# START OF Text section

Writing Quality: 8/10 — Well-organized with rigorous mathematical descriptions.
Overall: 7.5/10

Basic Information¶

Conference: ICLR 2026
arXiv: 2601.19810
Code: Open-sourced
Area: Reinforcement Learning / Unsupervised Pre-training / Meta-Learning
Keywords: unsupervised RL, automatic curriculum learning, meta-learning, goal generation, exploration policy

TL;DR¶

This paper proposes ULEE, a method that meta-learns pre-trained policies with efficient exploration and rapid adaptation capabilities in unsupervised environments, via adversarial goal generation and a post-adaptation difficulty-based curriculum.

Background & Motivation¶

Core Problem¶

Large-scale pre-training has achieved tremendous success in vision and language, yet reinforcement learning is still dominated by training from scratch. The central question is: how can general RL policies (foundation policies) be pre-trained without external rewards, endowing them with transferable exploration and adaptation capabilities?

Limitations of Prior Work¶

Intrinsic reward methods (e.g., DIAYN): The diversity of learned skills is limited; performance tends to plateau or even degrade as training progresses.
Goal-conditioned policies: Perform poorly when goals are unknown or cannot be encoded.
Fixed goal space assumption: Most curriculum learning methods assume the goal space is consistent between training and evaluation.
Immediate performance-based difficulty estimation: Does not account for the adaptation budget and is unsuitable for evaluation scenarios requiring multiple rounds of adaptation.

Key Motivation¶

Humans develop capabilities by autonomously setting and pursuing goals. The paper addresses three core questions: how goals are generated, how they are selected, and how to learn from them. When the downstream task distribution is broad and unknown, zero-shot solution of all tasks is infeasible; therefore, optimizing multi-round exploration and adaptation efficiency is essential.

# END OF Text section
# START OF Items

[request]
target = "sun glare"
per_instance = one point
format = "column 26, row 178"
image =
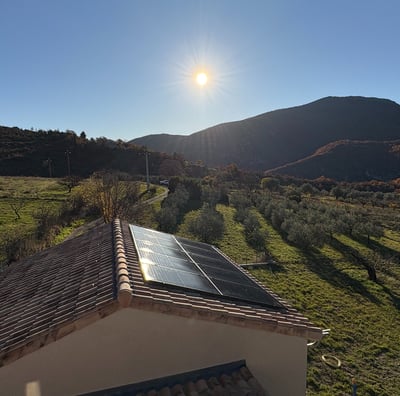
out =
column 201, row 78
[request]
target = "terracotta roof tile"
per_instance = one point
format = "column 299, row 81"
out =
column 192, row 303
column 55, row 286
column 52, row 293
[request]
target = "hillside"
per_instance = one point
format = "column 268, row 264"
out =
column 44, row 153
column 347, row 160
column 280, row 137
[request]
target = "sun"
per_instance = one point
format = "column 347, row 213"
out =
column 201, row 78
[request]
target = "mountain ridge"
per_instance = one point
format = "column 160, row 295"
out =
column 282, row 136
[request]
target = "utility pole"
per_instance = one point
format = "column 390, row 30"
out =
column 147, row 171
column 67, row 152
column 49, row 161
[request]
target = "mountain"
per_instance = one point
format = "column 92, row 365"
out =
column 348, row 160
column 44, row 153
column 279, row 137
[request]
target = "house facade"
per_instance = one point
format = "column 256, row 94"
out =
column 81, row 318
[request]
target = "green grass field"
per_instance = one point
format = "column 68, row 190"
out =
column 323, row 284
column 335, row 294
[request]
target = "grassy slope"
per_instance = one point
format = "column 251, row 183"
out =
column 334, row 293
column 35, row 192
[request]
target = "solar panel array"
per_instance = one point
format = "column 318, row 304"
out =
column 176, row 261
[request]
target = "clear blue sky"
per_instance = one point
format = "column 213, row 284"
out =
column 124, row 68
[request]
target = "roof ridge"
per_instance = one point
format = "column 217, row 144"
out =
column 124, row 289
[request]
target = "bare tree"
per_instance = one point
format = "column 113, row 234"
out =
column 113, row 194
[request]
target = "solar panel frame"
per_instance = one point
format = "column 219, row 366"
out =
column 178, row 262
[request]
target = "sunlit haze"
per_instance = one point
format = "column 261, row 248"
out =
column 124, row 69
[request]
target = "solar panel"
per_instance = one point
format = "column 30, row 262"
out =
column 175, row 261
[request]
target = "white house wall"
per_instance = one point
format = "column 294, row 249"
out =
column 134, row 345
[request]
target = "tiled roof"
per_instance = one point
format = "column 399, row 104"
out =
column 42, row 297
column 196, row 305
column 224, row 380
column 64, row 288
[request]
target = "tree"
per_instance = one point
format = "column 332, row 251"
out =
column 70, row 182
column 208, row 225
column 113, row 194
column 16, row 205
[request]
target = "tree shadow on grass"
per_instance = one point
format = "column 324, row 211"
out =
column 325, row 268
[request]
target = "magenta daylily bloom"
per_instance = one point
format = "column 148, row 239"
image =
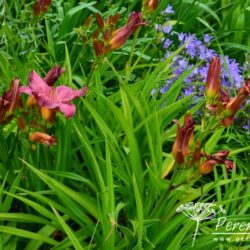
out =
column 52, row 97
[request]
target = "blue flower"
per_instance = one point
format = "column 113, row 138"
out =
column 169, row 10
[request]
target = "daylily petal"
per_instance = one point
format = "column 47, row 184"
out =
column 38, row 86
column 67, row 109
column 25, row 89
column 66, row 94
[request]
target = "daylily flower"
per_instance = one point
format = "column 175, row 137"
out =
column 43, row 138
column 120, row 36
column 184, row 138
column 9, row 101
column 41, row 6
column 53, row 74
column 151, row 5
column 52, row 97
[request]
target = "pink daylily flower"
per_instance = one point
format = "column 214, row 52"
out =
column 52, row 97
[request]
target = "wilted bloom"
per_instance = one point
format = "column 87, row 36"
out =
column 43, row 138
column 50, row 97
column 50, row 78
column 9, row 101
column 120, row 36
column 41, row 6
column 184, row 138
column 213, row 81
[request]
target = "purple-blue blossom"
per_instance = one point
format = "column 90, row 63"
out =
column 167, row 28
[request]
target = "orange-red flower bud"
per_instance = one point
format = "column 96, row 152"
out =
column 234, row 104
column 43, row 138
column 184, row 138
column 218, row 158
column 207, row 166
column 213, row 81
column 197, row 154
column 120, row 36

# END OF Items

• [Given request A]:
Reproduce the listing word for word, from its first line through the line containing "column 335, row 294", including both of those lines, but omit the pictures.
• [Given request B]:
Extend the review of the unsupervised reinforcement learning paper, picking up after its final sentence.

• [Output A]:
[request]
target = "sun glare"
per_instance = one point
format = "column 26, row 178"
image =
out =
column 201, row 78
[request]
target = "terracotta roof tile"
per_instance = one point
format = "column 299, row 81"
out =
column 192, row 303
column 55, row 286
column 52, row 293
[request]
target = "hillside"
per_instance = one point
format = "column 268, row 264"
out =
column 44, row 153
column 347, row 160
column 280, row 137
[request]
target = "sun"
per_instance = one point
format = "column 347, row 213"
out =
column 201, row 78
[request]
target = "mountain ridge"
per_instance = one point
format = "column 160, row 295"
out =
column 282, row 136
[request]
target = "utility pole"
per_instance = one point
format = "column 390, row 30"
out =
column 147, row 171
column 67, row 152
column 49, row 161
[request]
target = "mountain"
per_instance = one point
format = "column 92, row 365"
out =
column 348, row 160
column 44, row 153
column 279, row 137
[request]
target = "house facade"
per_instance = one point
format = "column 256, row 94"
out =
column 81, row 318
[request]
target = "green grass field"
per_instance = one point
format = "column 68, row 190"
out =
column 323, row 284
column 335, row 294

• [Output B]:
Method¶

Overall Architecture: ULEE (Unsupervised Learning of Efficient Exploration)¶

ULEE consists of four core components: 1. Pre-trained policy \(\pi\) (in-context learner) 2. Goal-search policy \(\pi_{gs}\) (adversarial goal generation) 3. Difficulty prediction network (estimates post-adaptation performance) 4. Goal sampling strategy (selects from a moderate difficulty range)

Pre-trained Policy¶

A black-box meta-learning approach is adopted; the policy selects actions based on the complete interaction history (including past observations, actions, and rewards), enabling in-context adaptation. The training objective is to maximize the expected discounted return over the entire lifetime:

\[\mathcal{J}(\pi) = \mathbb{E}_{M \sim \mu^{\text{unsup}}, g \sim p(g|M)} \left[ \mathbb{E}_{\rho_M, P_M, \pi} \left[ \sum_{j=1}^{H} \sum_{t=0}^{T-1} \gamma^{(j-1)T+t} r_t^{(j)} \right] \right]\]

where \(j\) indexes the episodes within the lifetime and \(H\) is the total number of episodes.

Post-Adaptation Goal Difficulty Metric¶

Core innovation: Difficulty is defined as the complement of the policy's performance after the adaptation budget, rather than as the immediate success rate:

\[d(g; \pi, M) = 1 - \mathbb{E}_{\rho_M, P_M, \pi} \left[ \frac{1}{K} \sum_{j=H-K+1}^{H} \mathbf{1}\{ \exists t: f(s_{t+1}^{(j)}) = g \} \right]\]

Only the success rate of the last \(K\) episodes is counted; the exploration and adaptation process of the preceding \(H-K\) episodes is excluded.

Adversarial Goal Search¶

The goal-search policy \(\pi_{gs}\) is trained to maximize the difficulty of discovered goals:

\[r_t^{gs} = r^{gs}(s_t; \pi, M) = d(f(s_t); \pi, M)\]

In each environment, \(\pi_{gs}\) is executed for several episodes prior to the pre-trained policy, collecting a candidate goal set.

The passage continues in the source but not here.